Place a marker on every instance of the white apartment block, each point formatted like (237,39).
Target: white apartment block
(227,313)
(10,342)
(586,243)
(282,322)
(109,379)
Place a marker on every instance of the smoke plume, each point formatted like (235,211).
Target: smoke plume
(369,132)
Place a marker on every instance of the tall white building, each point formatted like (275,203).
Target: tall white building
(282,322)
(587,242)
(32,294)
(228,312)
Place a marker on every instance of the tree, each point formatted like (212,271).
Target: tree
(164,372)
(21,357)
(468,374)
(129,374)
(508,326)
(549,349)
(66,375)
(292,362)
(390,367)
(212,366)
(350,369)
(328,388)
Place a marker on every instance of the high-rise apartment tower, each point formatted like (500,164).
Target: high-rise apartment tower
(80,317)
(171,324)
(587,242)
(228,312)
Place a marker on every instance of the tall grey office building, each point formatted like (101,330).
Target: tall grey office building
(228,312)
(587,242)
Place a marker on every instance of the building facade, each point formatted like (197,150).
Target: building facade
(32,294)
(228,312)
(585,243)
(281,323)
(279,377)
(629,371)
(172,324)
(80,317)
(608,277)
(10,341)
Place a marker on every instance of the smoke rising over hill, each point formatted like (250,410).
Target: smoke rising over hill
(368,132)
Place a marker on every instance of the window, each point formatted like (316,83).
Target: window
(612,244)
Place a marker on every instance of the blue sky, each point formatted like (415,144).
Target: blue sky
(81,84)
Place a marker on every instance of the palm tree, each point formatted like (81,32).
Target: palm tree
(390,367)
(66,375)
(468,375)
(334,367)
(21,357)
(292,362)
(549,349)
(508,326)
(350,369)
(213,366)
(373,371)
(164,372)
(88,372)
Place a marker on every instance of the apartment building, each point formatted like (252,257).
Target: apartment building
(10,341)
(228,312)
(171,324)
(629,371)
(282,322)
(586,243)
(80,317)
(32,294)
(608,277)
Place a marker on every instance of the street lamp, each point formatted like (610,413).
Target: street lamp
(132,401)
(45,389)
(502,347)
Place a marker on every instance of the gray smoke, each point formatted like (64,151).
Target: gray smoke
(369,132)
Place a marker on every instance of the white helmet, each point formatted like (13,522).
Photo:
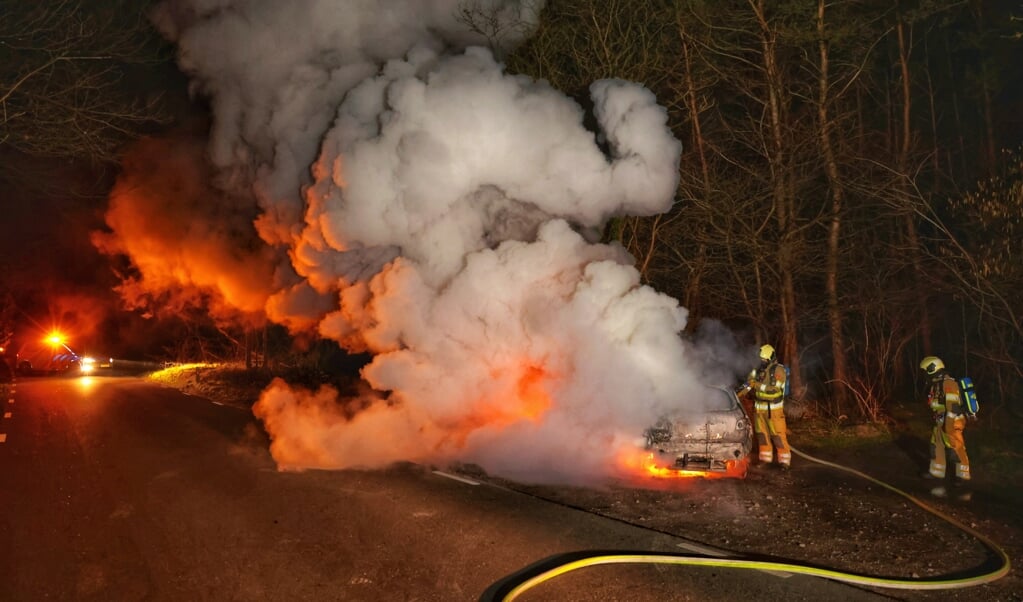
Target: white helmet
(931,364)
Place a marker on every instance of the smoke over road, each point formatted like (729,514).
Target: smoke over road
(413,200)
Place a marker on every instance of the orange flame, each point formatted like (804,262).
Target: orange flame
(643,464)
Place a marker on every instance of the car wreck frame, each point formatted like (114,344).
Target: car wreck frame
(718,439)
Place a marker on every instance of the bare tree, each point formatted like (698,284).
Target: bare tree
(70,77)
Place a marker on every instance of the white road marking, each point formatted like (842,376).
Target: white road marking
(718,553)
(455,477)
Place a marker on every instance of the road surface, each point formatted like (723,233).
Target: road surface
(114,488)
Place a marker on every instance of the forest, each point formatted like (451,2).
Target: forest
(851,179)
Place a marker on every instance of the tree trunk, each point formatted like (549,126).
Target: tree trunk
(840,379)
(901,165)
(784,206)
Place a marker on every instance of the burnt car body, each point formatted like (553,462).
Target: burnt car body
(715,440)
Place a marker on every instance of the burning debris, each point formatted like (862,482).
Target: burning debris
(442,214)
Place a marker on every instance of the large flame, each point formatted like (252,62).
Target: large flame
(642,464)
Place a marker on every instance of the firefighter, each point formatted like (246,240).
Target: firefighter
(949,421)
(766,383)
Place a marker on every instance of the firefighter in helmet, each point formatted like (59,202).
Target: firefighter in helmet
(766,383)
(949,421)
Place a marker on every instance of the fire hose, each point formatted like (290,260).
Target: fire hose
(517,584)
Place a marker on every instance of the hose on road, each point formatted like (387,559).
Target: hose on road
(997,566)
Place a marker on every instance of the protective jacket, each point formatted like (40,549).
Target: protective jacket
(949,421)
(767,385)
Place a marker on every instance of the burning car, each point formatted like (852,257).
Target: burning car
(716,441)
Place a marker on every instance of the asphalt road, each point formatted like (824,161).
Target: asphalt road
(113,488)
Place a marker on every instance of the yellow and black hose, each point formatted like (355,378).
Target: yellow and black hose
(510,587)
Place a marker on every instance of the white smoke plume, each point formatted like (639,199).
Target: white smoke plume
(443,215)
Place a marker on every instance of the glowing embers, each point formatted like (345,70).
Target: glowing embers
(645,464)
(533,399)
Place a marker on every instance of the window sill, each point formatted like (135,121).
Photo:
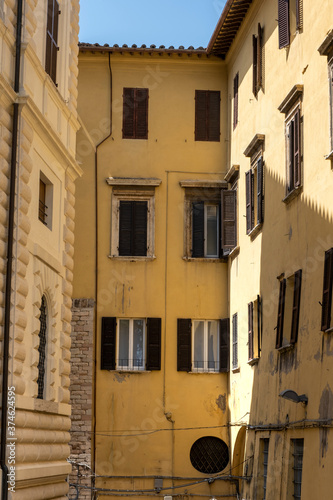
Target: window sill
(285,348)
(132,259)
(255,231)
(253,361)
(293,194)
(205,259)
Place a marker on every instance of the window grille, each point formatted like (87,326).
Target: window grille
(42,349)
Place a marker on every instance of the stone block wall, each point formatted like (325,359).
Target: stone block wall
(81,397)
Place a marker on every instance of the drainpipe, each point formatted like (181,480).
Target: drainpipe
(96,273)
(10,240)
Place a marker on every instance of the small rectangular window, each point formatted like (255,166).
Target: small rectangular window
(52,39)
(135,113)
(235,341)
(207,115)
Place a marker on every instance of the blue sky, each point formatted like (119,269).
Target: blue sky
(159,22)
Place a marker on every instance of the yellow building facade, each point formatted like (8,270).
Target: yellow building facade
(164,181)
(38,124)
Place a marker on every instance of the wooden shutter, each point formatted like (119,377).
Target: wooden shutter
(296,306)
(279,328)
(141,113)
(259,58)
(128,113)
(224,345)
(198,226)
(228,221)
(52,38)
(184,344)
(236,86)
(296,150)
(200,115)
(139,229)
(235,341)
(283,14)
(214,105)
(250,330)
(260,190)
(153,343)
(327,291)
(249,202)
(108,344)
(255,64)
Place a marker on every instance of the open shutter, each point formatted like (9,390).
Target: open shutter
(139,229)
(255,64)
(200,115)
(297,153)
(260,188)
(184,337)
(236,85)
(283,14)
(214,105)
(279,328)
(141,113)
(224,345)
(235,341)
(296,306)
(327,291)
(153,343)
(125,227)
(249,203)
(198,237)
(250,330)
(128,113)
(259,58)
(228,219)
(108,344)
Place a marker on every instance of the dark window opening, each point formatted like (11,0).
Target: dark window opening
(209,455)
(42,348)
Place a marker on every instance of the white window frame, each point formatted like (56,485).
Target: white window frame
(130,366)
(205,360)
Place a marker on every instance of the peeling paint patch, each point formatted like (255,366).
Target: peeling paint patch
(325,412)
(120,377)
(221,402)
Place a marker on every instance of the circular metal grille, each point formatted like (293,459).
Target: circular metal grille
(209,455)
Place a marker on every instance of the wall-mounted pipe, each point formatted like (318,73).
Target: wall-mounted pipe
(10,240)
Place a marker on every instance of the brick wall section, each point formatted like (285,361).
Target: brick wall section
(81,395)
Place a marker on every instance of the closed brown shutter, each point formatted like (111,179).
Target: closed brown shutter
(255,64)
(198,223)
(327,291)
(236,86)
(224,345)
(141,113)
(249,202)
(259,58)
(260,190)
(229,221)
(279,328)
(283,13)
(297,152)
(153,343)
(128,113)
(214,106)
(250,330)
(296,306)
(200,115)
(108,344)
(184,343)
(52,39)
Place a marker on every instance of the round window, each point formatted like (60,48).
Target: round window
(209,455)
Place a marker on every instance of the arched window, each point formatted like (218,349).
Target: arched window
(42,348)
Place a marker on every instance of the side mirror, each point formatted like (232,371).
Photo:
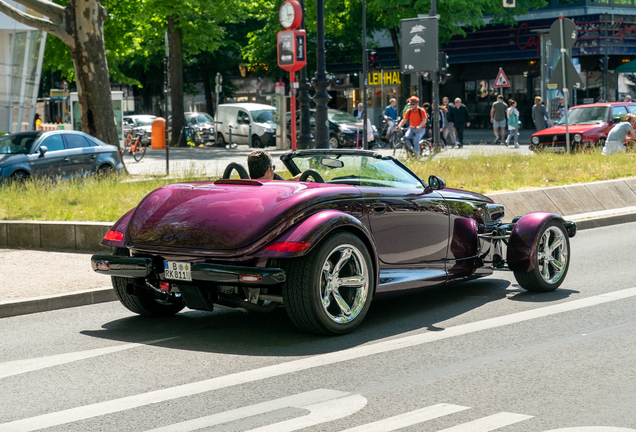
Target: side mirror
(436,183)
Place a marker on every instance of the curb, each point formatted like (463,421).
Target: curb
(107,294)
(57,301)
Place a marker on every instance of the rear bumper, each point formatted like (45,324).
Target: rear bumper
(139,267)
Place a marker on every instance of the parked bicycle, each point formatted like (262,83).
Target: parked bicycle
(135,146)
(403,149)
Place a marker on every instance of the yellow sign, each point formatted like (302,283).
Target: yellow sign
(386,78)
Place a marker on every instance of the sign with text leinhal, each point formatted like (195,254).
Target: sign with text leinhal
(419,44)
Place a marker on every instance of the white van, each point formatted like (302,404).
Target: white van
(239,117)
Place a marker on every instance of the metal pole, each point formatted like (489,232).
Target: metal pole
(321,98)
(434,75)
(166,84)
(565,86)
(306,139)
(365,74)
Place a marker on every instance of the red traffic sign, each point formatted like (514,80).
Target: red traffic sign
(501,80)
(291,49)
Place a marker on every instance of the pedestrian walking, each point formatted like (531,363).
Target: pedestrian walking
(615,142)
(539,114)
(460,117)
(513,123)
(498,118)
(449,135)
(417,117)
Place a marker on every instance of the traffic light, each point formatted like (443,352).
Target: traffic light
(372,60)
(442,62)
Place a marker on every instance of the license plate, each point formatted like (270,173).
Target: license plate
(178,270)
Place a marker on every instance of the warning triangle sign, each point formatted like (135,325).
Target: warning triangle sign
(501,80)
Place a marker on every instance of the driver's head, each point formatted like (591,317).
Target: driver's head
(260,165)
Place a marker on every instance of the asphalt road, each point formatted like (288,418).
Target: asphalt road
(479,356)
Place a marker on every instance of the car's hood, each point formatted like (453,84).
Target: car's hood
(205,216)
(560,129)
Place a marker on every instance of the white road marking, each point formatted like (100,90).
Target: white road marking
(323,406)
(29,365)
(126,403)
(489,423)
(408,419)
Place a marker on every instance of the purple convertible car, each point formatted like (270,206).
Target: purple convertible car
(365,225)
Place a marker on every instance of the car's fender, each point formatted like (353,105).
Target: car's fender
(316,227)
(119,226)
(524,238)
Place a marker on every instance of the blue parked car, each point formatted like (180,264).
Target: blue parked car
(60,153)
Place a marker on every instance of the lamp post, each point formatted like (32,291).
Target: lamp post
(320,80)
(306,139)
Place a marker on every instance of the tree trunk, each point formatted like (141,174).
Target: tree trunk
(175,41)
(85,25)
(207,89)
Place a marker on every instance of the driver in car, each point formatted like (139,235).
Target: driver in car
(261,167)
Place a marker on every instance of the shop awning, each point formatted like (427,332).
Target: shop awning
(627,67)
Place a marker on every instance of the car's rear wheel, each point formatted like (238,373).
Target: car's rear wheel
(141,305)
(329,290)
(552,262)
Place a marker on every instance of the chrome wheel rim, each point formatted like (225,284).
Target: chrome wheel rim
(344,284)
(552,256)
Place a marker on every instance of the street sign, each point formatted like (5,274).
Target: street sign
(572,78)
(501,80)
(569,33)
(292,50)
(419,44)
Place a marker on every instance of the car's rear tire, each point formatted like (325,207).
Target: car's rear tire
(140,305)
(220,141)
(315,295)
(553,260)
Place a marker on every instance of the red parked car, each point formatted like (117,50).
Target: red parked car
(588,127)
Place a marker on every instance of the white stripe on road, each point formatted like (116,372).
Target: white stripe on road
(408,419)
(323,406)
(29,365)
(158,396)
(489,423)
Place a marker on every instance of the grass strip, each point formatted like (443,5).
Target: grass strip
(107,198)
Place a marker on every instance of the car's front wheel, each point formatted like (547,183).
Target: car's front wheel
(552,260)
(142,305)
(329,290)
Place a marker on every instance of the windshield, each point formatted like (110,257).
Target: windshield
(358,170)
(200,117)
(264,116)
(586,115)
(16,144)
(341,117)
(144,121)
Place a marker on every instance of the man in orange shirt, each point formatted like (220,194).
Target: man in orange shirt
(417,125)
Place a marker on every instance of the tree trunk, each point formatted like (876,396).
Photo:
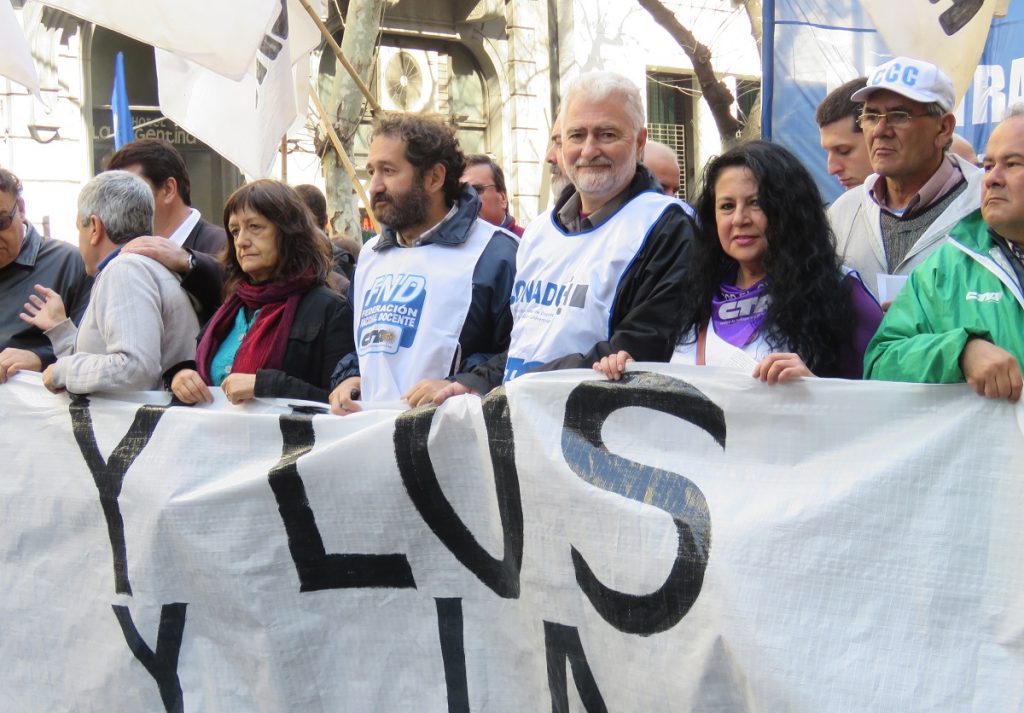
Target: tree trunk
(344,101)
(754,13)
(717,95)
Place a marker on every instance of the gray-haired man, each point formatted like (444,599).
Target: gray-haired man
(139,321)
(604,269)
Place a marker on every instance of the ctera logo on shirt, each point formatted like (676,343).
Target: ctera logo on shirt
(392,307)
(983,296)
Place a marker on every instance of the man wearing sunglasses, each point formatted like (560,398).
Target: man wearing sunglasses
(28,259)
(901,213)
(487,179)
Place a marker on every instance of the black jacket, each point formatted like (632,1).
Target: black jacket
(51,263)
(645,313)
(488,322)
(321,334)
(205,283)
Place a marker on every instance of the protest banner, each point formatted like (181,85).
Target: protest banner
(689,539)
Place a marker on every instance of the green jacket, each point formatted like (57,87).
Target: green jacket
(966,289)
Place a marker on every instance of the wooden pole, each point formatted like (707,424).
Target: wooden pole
(349,168)
(375,107)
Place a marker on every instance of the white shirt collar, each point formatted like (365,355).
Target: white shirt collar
(182,231)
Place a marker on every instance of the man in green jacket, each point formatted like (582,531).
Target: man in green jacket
(961,316)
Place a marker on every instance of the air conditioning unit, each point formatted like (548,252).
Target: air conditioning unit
(406,79)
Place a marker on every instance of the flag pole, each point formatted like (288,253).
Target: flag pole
(375,107)
(284,159)
(349,168)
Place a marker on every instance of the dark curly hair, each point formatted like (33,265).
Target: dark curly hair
(428,141)
(159,161)
(300,245)
(810,310)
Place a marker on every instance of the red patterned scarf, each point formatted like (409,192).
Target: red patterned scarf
(264,343)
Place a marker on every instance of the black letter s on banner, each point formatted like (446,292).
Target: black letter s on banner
(588,407)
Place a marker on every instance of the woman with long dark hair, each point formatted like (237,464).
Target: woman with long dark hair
(281,329)
(766,288)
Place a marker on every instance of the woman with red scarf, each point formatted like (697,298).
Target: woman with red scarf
(281,329)
(767,292)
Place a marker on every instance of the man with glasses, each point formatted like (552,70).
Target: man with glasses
(487,179)
(901,213)
(961,317)
(28,259)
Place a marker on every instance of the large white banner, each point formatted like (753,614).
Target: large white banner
(689,540)
(15,59)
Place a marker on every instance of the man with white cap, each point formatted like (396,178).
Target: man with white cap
(903,211)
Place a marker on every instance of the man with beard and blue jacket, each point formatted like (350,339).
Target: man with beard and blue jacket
(431,292)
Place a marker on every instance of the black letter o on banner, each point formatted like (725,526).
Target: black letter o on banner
(588,407)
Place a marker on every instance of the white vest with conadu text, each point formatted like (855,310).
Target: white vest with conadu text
(566,283)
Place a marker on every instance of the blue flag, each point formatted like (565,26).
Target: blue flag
(123,131)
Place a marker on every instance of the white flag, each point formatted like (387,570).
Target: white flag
(950,35)
(221,36)
(243,120)
(15,59)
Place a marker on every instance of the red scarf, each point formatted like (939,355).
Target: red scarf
(264,343)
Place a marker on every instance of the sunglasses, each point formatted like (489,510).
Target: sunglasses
(6,220)
(868,120)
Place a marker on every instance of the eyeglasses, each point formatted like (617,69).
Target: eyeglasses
(6,220)
(868,120)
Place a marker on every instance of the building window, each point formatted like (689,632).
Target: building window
(670,120)
(422,76)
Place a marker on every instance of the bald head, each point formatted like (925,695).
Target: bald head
(663,163)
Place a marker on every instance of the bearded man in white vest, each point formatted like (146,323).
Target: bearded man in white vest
(430,295)
(604,268)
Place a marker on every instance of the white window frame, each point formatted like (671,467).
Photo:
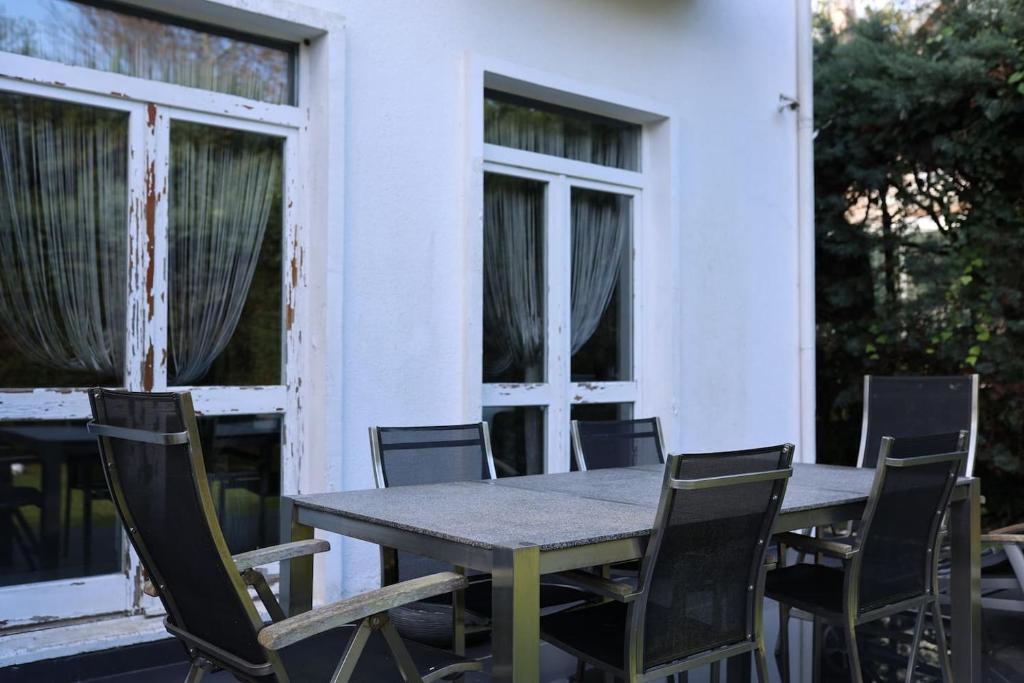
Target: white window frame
(653,217)
(311,158)
(557,393)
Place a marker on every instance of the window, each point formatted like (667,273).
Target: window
(148,45)
(561,190)
(142,245)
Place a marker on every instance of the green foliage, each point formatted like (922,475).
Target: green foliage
(920,218)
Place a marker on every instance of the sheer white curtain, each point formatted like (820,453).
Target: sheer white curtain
(513,278)
(600,235)
(62,232)
(523,124)
(222,189)
(513,266)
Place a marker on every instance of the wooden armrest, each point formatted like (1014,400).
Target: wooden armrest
(604,587)
(809,544)
(285,551)
(357,607)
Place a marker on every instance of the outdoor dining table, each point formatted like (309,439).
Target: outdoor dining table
(521,527)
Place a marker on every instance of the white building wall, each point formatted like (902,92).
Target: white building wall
(717,67)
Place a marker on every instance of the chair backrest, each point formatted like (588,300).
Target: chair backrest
(409,456)
(152,458)
(701,575)
(597,444)
(898,532)
(406,456)
(918,406)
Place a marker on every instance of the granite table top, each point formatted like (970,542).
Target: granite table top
(556,511)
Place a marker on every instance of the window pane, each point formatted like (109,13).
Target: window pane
(513,280)
(517,439)
(601,412)
(534,126)
(56,518)
(243,465)
(225,272)
(602,293)
(64,230)
(147,45)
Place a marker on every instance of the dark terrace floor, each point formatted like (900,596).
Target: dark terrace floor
(163,663)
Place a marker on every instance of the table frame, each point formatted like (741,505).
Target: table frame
(516,574)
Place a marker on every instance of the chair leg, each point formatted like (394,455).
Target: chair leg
(940,637)
(401,656)
(761,659)
(850,632)
(198,670)
(87,523)
(915,643)
(66,531)
(782,647)
(351,656)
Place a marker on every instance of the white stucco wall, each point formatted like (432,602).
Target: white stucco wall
(717,67)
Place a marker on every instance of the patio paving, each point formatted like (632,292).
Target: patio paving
(1003,646)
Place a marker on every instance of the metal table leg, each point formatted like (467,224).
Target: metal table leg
(515,634)
(297,574)
(965,584)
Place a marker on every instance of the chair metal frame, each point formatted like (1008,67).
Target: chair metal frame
(389,557)
(852,557)
(637,599)
(972,431)
(581,459)
(369,609)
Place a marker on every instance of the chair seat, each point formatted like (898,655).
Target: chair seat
(597,632)
(813,588)
(316,657)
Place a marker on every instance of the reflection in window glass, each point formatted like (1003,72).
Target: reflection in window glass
(56,517)
(64,230)
(225,279)
(513,280)
(601,412)
(146,46)
(534,126)
(601,292)
(517,439)
(243,465)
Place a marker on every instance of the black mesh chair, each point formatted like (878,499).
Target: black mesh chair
(408,456)
(599,444)
(890,565)
(697,599)
(918,406)
(153,462)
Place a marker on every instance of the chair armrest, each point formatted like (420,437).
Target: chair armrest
(1012,534)
(599,585)
(285,551)
(357,607)
(809,544)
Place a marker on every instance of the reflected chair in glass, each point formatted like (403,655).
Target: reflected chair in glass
(697,599)
(407,456)
(14,526)
(154,466)
(598,444)
(85,476)
(891,563)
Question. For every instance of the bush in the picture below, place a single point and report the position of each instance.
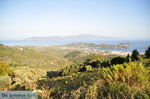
(5, 81)
(52, 74)
(135, 55)
(147, 52)
(5, 70)
(117, 60)
(71, 69)
(88, 68)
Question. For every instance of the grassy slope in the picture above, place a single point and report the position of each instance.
(24, 56)
(113, 82)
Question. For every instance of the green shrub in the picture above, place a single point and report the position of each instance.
(147, 52)
(5, 69)
(5, 81)
(135, 55)
(71, 69)
(117, 60)
(132, 73)
(88, 68)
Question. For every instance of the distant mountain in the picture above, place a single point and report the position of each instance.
(81, 37)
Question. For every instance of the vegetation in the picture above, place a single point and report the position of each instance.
(135, 55)
(74, 74)
(147, 53)
(102, 46)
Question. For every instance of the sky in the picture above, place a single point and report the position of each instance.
(21, 19)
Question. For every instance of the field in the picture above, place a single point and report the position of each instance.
(61, 73)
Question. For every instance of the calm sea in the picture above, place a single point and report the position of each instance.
(140, 45)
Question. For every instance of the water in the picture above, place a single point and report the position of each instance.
(140, 45)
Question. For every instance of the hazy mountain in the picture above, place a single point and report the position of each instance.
(81, 37)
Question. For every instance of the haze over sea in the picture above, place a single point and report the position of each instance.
(140, 45)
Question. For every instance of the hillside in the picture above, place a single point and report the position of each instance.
(25, 56)
(58, 73)
(100, 46)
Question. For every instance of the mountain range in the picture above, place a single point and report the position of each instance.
(81, 37)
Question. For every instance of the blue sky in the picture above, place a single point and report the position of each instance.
(21, 19)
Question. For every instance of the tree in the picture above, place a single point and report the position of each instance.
(117, 60)
(147, 52)
(135, 55)
(128, 58)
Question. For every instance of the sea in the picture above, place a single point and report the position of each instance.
(140, 45)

^^^^^^^^^^^^^^^^

Task description
Copy the lines above exactly, beginning at the line that has "Place a marker on every instance of the man with white" and stopping after the line that has "Place a marker on every instance of the black letter o", and omit the rest.

Exercise solution
Place a marker on every instance of the man with white cap, each point formatted like (396,178).
Target: man with white cap
(903,211)
Place a marker on every instance of the man with beard and blue jacket, each point formatted like (350,339).
Target: man with beard and blue jacket
(431,292)
Place a marker on every instance of the black letter o on banner, each point formatted like (725,526).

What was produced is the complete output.